Labeled shape records:
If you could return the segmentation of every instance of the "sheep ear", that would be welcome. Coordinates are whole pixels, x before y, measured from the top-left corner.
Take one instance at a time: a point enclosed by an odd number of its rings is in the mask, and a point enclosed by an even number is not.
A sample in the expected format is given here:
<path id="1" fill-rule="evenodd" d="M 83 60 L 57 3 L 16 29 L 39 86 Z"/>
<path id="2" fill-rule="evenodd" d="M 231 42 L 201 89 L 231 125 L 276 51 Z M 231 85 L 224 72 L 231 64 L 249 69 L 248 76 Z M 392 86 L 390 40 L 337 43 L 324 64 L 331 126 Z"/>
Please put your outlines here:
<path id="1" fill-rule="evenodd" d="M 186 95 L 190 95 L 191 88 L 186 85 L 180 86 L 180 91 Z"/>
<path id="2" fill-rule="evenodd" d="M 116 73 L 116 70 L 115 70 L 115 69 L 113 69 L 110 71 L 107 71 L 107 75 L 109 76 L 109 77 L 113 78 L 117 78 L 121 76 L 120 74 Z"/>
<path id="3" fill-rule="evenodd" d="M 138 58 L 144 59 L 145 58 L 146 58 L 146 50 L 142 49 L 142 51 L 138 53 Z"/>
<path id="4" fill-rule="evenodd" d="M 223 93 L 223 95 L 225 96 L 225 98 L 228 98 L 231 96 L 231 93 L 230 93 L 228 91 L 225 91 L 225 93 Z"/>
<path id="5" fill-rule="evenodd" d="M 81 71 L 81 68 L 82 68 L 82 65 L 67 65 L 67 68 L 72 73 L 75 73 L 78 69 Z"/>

### Work to complete
Rewrite every line of the rows above as a Markdown table with two columns, Line No. and Row Text, leaving out any blank lines.

### Task response
| Line No. | Row Text |
|---|---|
| 1 | If you could return the segmentation of every instance of the "sheep ear", that would be welcome. Coordinates are whole pixels, x before y, measured from the top-left corner. |
| 2 | Take one instance at a time: a point enclosed by an odd number of its rings is in the mask, and a point enclosed by an even number is not. |
| 3 | A sample in the expected format is given here: |
| 4 | <path id="1" fill-rule="evenodd" d="M 83 60 L 57 3 L 16 29 L 39 86 Z"/> |
| 5 | <path id="2" fill-rule="evenodd" d="M 231 42 L 201 89 L 231 125 L 276 51 Z M 231 85 L 224 72 L 231 64 L 249 69 L 248 76 Z M 392 86 L 390 40 L 337 43 L 324 64 L 331 126 Z"/> |
| 6 | Please put your outlines here: |
| 7 | <path id="1" fill-rule="evenodd" d="M 186 95 L 190 95 L 191 88 L 186 85 L 180 86 L 180 91 Z"/> |
| 8 | <path id="2" fill-rule="evenodd" d="M 116 73 L 116 70 L 115 70 L 115 69 L 113 69 L 110 71 L 107 71 L 107 75 L 109 76 L 109 77 L 113 78 L 117 78 L 121 76 L 120 74 Z"/> |
| 9 | <path id="3" fill-rule="evenodd" d="M 138 58 L 144 59 L 145 58 L 146 58 L 146 50 L 142 49 L 142 51 L 138 53 Z"/> |
| 10 | <path id="4" fill-rule="evenodd" d="M 223 93 L 223 95 L 225 96 L 225 98 L 228 98 L 231 96 L 231 93 L 230 93 L 228 91 L 225 91 L 225 93 Z"/> |
| 11 | <path id="5" fill-rule="evenodd" d="M 81 71 L 81 68 L 82 68 L 82 65 L 67 65 L 67 68 L 72 73 L 75 73 L 78 69 Z"/> |